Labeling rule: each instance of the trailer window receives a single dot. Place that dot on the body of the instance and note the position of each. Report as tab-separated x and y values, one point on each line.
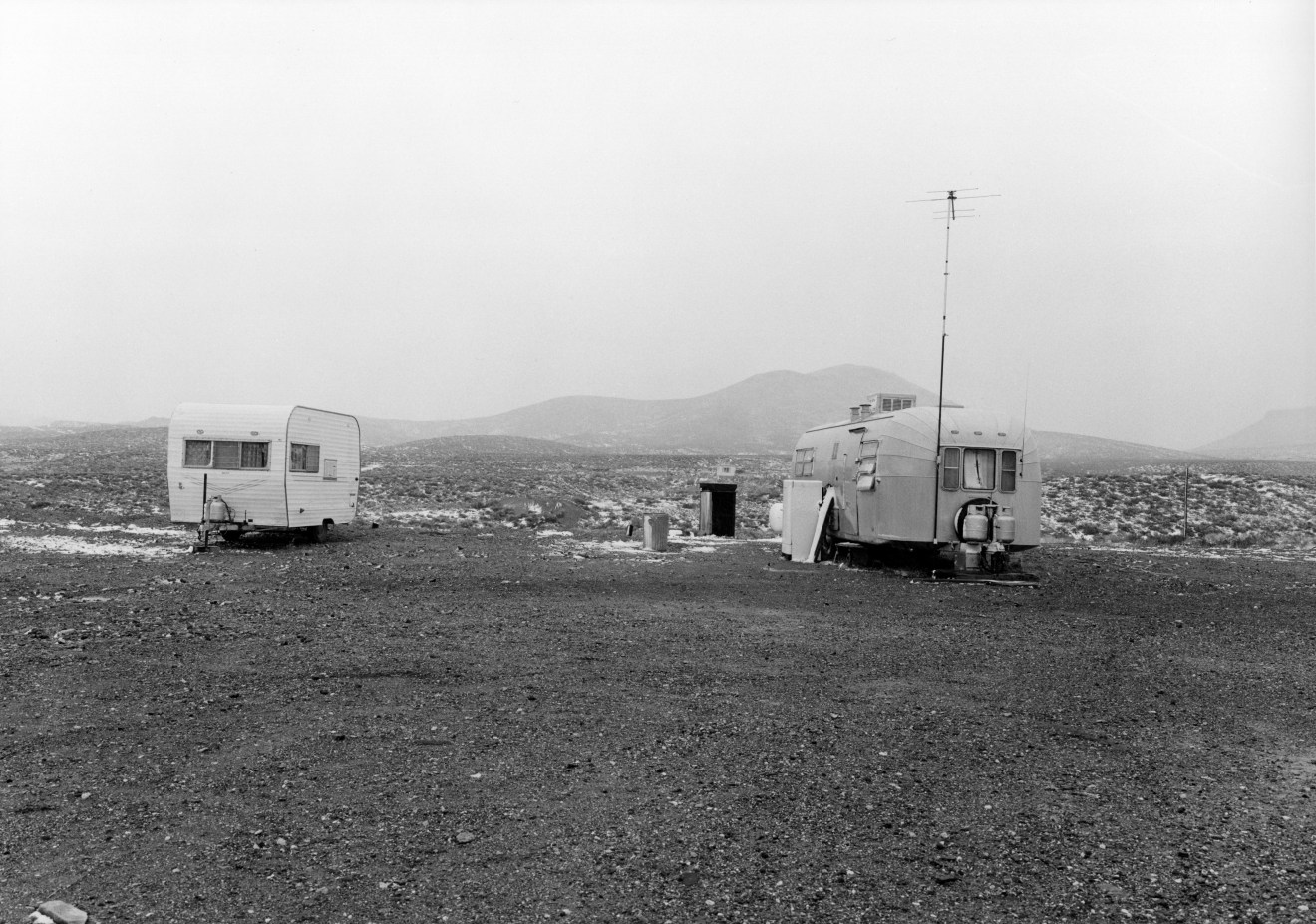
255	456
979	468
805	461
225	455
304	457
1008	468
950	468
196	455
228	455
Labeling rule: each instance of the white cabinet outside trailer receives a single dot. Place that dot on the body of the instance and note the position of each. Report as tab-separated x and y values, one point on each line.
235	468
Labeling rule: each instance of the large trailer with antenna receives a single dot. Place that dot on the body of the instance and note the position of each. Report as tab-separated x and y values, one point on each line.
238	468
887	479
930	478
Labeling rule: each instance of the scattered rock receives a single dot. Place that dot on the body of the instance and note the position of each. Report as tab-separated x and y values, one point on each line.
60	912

-=-=-=-=-

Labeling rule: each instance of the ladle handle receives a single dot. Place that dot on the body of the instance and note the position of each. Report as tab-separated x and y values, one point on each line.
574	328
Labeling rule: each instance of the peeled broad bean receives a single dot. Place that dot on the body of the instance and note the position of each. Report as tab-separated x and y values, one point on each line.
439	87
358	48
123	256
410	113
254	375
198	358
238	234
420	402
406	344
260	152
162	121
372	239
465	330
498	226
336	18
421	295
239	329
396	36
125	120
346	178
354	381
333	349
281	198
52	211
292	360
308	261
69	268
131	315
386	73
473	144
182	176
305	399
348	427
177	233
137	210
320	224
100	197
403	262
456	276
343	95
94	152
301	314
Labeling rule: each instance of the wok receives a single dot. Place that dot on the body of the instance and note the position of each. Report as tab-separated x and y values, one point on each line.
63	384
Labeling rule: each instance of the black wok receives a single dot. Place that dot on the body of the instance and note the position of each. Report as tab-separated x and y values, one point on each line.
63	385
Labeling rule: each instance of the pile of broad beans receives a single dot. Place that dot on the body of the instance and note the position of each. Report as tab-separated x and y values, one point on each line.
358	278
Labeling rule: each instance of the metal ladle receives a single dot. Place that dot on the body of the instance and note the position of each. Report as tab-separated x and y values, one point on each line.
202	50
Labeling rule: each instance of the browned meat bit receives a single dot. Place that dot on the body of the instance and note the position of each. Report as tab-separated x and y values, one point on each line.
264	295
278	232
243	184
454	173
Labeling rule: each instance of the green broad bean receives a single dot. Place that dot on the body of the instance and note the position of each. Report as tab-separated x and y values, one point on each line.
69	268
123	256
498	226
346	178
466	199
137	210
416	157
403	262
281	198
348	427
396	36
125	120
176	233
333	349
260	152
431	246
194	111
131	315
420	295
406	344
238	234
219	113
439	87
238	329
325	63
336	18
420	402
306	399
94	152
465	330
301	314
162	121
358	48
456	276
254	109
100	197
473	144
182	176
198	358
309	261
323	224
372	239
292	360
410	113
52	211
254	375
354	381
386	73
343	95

-=-=-=-=-

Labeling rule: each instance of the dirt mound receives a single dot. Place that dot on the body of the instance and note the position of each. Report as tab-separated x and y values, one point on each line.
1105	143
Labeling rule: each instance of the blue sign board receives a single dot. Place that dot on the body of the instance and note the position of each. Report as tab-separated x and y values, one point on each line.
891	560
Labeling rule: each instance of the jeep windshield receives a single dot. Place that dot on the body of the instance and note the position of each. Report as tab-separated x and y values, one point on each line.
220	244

-=-=-=-=-

Count the lines above that contain the string "trailer", and reply with that number alone.

3